Referring expression data
******************************
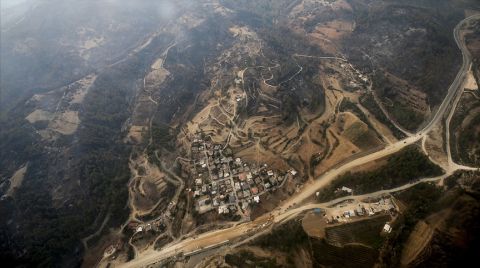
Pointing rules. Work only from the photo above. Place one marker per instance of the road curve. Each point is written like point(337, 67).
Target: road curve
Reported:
point(309, 189)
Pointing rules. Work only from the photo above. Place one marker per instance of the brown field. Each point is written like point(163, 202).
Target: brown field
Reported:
point(314, 225)
point(16, 180)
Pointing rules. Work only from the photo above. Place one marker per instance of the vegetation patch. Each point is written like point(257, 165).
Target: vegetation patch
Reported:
point(366, 232)
point(403, 167)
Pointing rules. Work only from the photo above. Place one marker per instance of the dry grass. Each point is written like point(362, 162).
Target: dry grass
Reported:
point(314, 225)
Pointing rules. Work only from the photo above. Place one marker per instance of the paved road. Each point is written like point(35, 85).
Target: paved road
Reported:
point(284, 212)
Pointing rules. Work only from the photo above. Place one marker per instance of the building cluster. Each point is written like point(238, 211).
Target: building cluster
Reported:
point(156, 226)
point(384, 205)
point(227, 184)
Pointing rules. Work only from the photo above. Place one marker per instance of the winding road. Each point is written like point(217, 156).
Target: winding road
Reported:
point(288, 208)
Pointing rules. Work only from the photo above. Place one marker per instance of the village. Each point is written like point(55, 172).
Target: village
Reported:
point(229, 185)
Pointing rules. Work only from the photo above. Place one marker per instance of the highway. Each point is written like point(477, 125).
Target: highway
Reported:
point(288, 210)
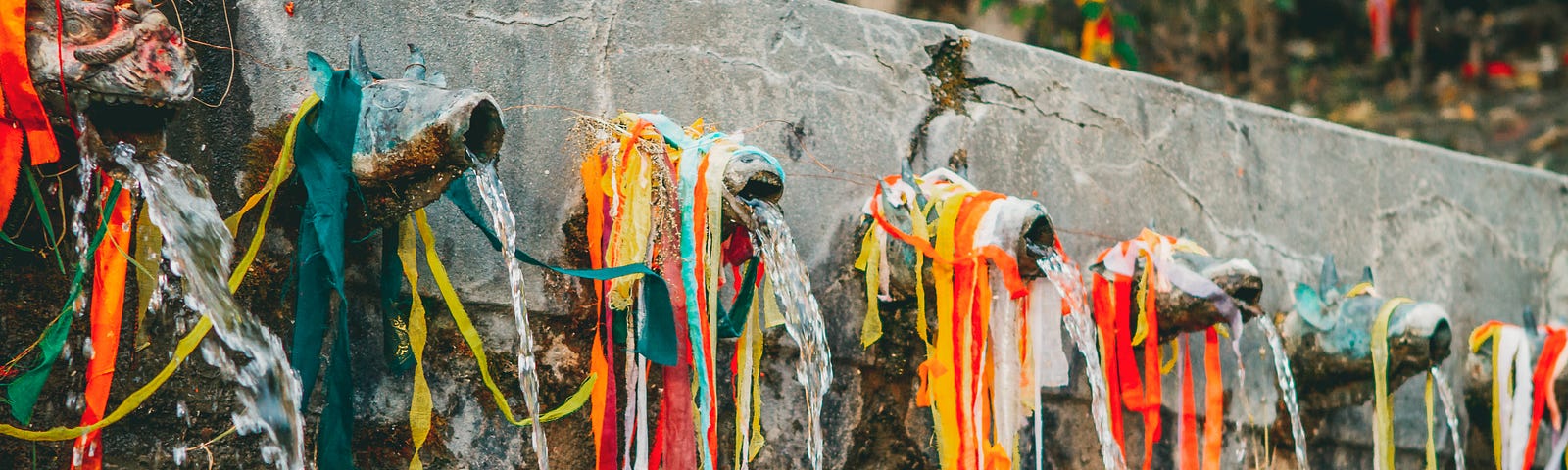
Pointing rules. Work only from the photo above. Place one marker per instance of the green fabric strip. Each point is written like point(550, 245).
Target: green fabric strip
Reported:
point(43, 215)
point(321, 159)
point(23, 392)
point(734, 320)
point(656, 337)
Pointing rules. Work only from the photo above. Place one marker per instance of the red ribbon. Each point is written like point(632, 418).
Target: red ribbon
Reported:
point(109, 302)
point(25, 110)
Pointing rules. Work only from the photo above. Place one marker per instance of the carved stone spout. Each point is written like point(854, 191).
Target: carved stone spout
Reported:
point(1479, 375)
point(1329, 337)
point(1181, 312)
point(750, 177)
point(1019, 226)
point(122, 68)
point(413, 137)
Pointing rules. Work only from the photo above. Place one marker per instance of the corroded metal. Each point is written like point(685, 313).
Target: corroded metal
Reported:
point(122, 67)
point(115, 52)
point(1181, 312)
point(749, 176)
point(1330, 345)
point(1479, 384)
point(416, 137)
point(1026, 232)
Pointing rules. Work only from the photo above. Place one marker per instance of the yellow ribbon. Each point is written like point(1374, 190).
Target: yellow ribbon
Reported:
point(1384, 411)
point(281, 172)
point(420, 406)
point(870, 263)
point(477, 345)
point(1432, 427)
point(180, 352)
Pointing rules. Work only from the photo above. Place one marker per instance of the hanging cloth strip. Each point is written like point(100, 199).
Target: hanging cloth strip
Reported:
point(985, 360)
point(23, 391)
point(20, 98)
point(1120, 329)
point(623, 180)
point(1382, 407)
point(321, 151)
point(148, 255)
point(109, 302)
point(1544, 384)
point(1515, 412)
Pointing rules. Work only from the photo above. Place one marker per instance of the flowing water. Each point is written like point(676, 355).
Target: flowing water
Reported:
point(1450, 414)
point(506, 224)
point(802, 315)
point(198, 248)
point(1286, 391)
point(1081, 329)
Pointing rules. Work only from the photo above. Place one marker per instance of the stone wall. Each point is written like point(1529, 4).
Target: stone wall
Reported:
point(843, 96)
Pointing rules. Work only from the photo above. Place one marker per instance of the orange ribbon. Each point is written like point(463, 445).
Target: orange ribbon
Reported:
point(25, 110)
point(1542, 381)
point(109, 302)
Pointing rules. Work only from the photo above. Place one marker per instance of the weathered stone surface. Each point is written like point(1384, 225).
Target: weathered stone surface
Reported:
point(843, 96)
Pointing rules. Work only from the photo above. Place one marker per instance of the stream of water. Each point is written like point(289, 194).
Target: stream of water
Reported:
point(1286, 391)
point(802, 315)
point(506, 224)
point(1450, 414)
point(198, 248)
point(1081, 329)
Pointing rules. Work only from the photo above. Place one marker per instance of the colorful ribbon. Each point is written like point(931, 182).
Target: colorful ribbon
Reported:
point(109, 302)
point(20, 96)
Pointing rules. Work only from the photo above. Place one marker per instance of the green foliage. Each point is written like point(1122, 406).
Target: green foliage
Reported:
point(1126, 21)
point(1094, 10)
point(1129, 59)
point(1027, 15)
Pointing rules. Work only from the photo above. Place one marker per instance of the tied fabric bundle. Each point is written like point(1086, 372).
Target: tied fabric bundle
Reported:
point(998, 336)
point(1517, 411)
point(655, 195)
point(1126, 318)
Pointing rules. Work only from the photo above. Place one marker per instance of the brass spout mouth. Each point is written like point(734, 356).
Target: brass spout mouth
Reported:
point(1440, 341)
point(753, 177)
point(482, 130)
point(762, 185)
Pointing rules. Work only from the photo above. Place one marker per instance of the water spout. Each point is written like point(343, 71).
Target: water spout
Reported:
point(198, 248)
point(506, 226)
point(1282, 362)
point(802, 315)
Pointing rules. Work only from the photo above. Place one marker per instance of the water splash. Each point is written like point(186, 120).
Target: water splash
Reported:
point(802, 315)
point(1082, 333)
point(78, 206)
point(1286, 391)
point(501, 218)
point(1450, 414)
point(198, 248)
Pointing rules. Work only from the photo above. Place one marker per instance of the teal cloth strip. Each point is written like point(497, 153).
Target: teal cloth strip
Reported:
point(23, 392)
point(656, 334)
point(394, 307)
point(734, 320)
point(321, 154)
point(43, 215)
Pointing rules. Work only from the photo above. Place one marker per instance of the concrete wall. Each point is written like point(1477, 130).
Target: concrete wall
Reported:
point(843, 96)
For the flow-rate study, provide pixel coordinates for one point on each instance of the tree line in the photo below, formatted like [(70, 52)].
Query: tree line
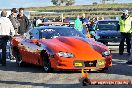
******************************
YOUR OBJECTIVE: Reprint every record exactly and skip the pictures.

ANSWER AREA:
Pointing rules. Work only from the photo above. Place one marker per instance of the road curve. Each point is written like point(337, 67).
Target: road curve
Reported:
point(309, 189)
Pointing rules. Work only from the photo above. Place one marker per instance of the brown field. Each point is written like point(163, 202).
Target: brown field
Reported:
point(314, 225)
point(16, 180)
Pointing rules. Work only from the photo above. Place one marker per instance of the vegetation patch. Each point is written like point(257, 165).
Target: vegetation patch
Reported:
point(366, 232)
point(403, 167)
Pointing rules. Work only from the photo above. Place one marker per instance of the dry grass. Each point is written like point(362, 162).
Target: dry grass
Reported:
point(314, 225)
Pointing rules. Work only from the photo above. Place one marker per instance of the paved road. Each point is written like point(35, 85).
Target: paved road
Reported:
point(284, 212)
Pointing rules. Work only from the photo above. Place one marker per instance of the building cluster. Each point is written like point(238, 211).
Target: building cluster
Reported:
point(156, 226)
point(384, 205)
point(227, 184)
Pointing rules. Work only from the photo above. Place one marker per instance of the winding road. Each point is written like point(217, 156).
Target: winding road
Reported:
point(288, 208)
Pointing rules. Work only from the photo above. Place one marker per instance of the village. Each point is written like point(55, 172).
Target: village
Reported:
point(229, 185)
Pointing rules. Work only from the photo above. Place one marker per instance of the highway. Each point is written like point(477, 125).
Target: highway
Reported:
point(288, 210)
Pointing rules. Work only from the photo above. Place one marker per instance of the green fabric strip. Each point is written like point(550, 245).
Target: green fabric strip
Reported:
point(43, 215)
point(321, 159)
point(23, 392)
point(734, 320)
point(656, 337)
Pointing rules. Work only from the photo above. Place one marker per instance of the red ribbon. Each point is written like point(632, 418).
Target: red ribbon
Reported:
point(109, 302)
point(25, 110)
Pointing rules. Work only from the photo above. Place one marker per instance of the carved stone spout. Each point is written like point(854, 191).
Target: carved stone spout
Reported:
point(1479, 375)
point(1329, 337)
point(1181, 312)
point(750, 177)
point(1019, 226)
point(122, 68)
point(413, 137)
Pointing rules. Work only from the photo above. Place one marker per instance of the corroded metal. Each point is written like point(685, 313).
Target: corroded metal
Reported:
point(122, 67)
point(115, 52)
point(1181, 312)
point(749, 176)
point(1330, 345)
point(1479, 384)
point(416, 137)
point(1026, 232)
Pointing rules. Work only from the photo above. Place one marker per instance of the yellow ribbon. Each point is written like point(1374, 190).
Target: yellow ribbon
Reported:
point(1384, 411)
point(281, 172)
point(420, 406)
point(870, 263)
point(477, 345)
point(1432, 427)
point(180, 352)
Pointing rules. Work only from the photo above. Place one marker per instance of the hanging cloth strip. Each point is written like point(100, 199).
Target: hanging cloth strip
Reported:
point(985, 360)
point(23, 391)
point(20, 98)
point(1120, 329)
point(623, 180)
point(1382, 407)
point(321, 151)
point(148, 255)
point(109, 302)
point(1544, 384)
point(1515, 412)
Pointing rules. Work only from the photo above. Place one marker per instance of the flowing water. Each point is written like point(676, 355).
Target: flowing water
Reported:
point(1450, 414)
point(506, 224)
point(802, 315)
point(198, 248)
point(1286, 391)
point(1081, 329)
Pointing rules. Work only from the photo above. Place one marker per instance of the stone wall. Each point is written like point(1529, 4).
Target: stone wall
Reported:
point(843, 96)
Pointing rules. Work only from the photo above. Place one marker per instance of the orange ribbon. Each point is written like point(463, 445).
Target: orange ribbon
Reported:
point(25, 110)
point(1542, 381)
point(109, 302)
Pointing rules. Work only from the photo above. Place one marker per instance of the weathered stone surface. Each point is written like point(1384, 225).
Target: weathered stone surface
Reported:
point(843, 96)
Pointing rules. Work only from the photo above. Place one marker per instance of the stream of water. Each point is written like point(289, 194).
Target: stream of water
Reported:
point(1286, 391)
point(802, 315)
point(506, 224)
point(1450, 414)
point(198, 248)
point(1081, 329)
Pointing rules. Work only from the photo above. Place one marker per instance of the colorful ribbon. Each point is written like point(931, 182).
Target: colorful ribbon
Reported:
point(109, 302)
point(20, 96)
Pointing rules. Work only from the photo above. Place one marker per instance of the green foliage. Each point is written like point(1122, 406).
Target: green foliage
Reported:
point(1126, 21)
point(1094, 10)
point(1129, 59)
point(1027, 15)
Pointing rules. Work only from the photo above. Place one marker per instance of the tied fabric bundle. Each point is written like point(1086, 372).
Target: tied fabric bundle
Reported:
point(998, 336)
point(1517, 411)
point(655, 195)
point(1126, 318)
Pointing rules. Work only from the photo above. Place one marker per instance of the brass spout mouth. Each point is written like point(734, 356).
Target: brass spout mouth
Reported:
point(1440, 341)
point(753, 177)
point(482, 130)
point(762, 185)
Pointing rules. Work only from the photo above. Place one marker per instance of the water spout. Each point is written like point(343, 71).
Target: water spout
Reported:
point(198, 248)
point(506, 226)
point(1282, 362)
point(802, 315)
Pointing rules. Work only from the photo above. Place one marker per instance of the water splash. Each point is written like point(186, 120).
Target: water splash
Reported:
point(802, 315)
point(1082, 333)
point(78, 206)
point(1286, 391)
point(501, 218)
point(1450, 414)
point(198, 248)
Pointing rules. Work only from the photo above. Place one marker per instance of the teal cloth strip. Each point is written like point(497, 153).
Target: teal cloth strip
Reported:
point(23, 392)
point(656, 334)
point(394, 307)
point(734, 320)
point(321, 154)
point(43, 215)
Pointing rules. Work only from the photo above. Place one marker per instance of the concrete wall. Each point is written like point(1477, 130).
Target: concrete wall
Reported:
point(843, 96)
For the flow-rate study, provide pixel coordinates for one point on each instance of the tree line in the photo below, formatted like [(70, 52)].
Query: tree line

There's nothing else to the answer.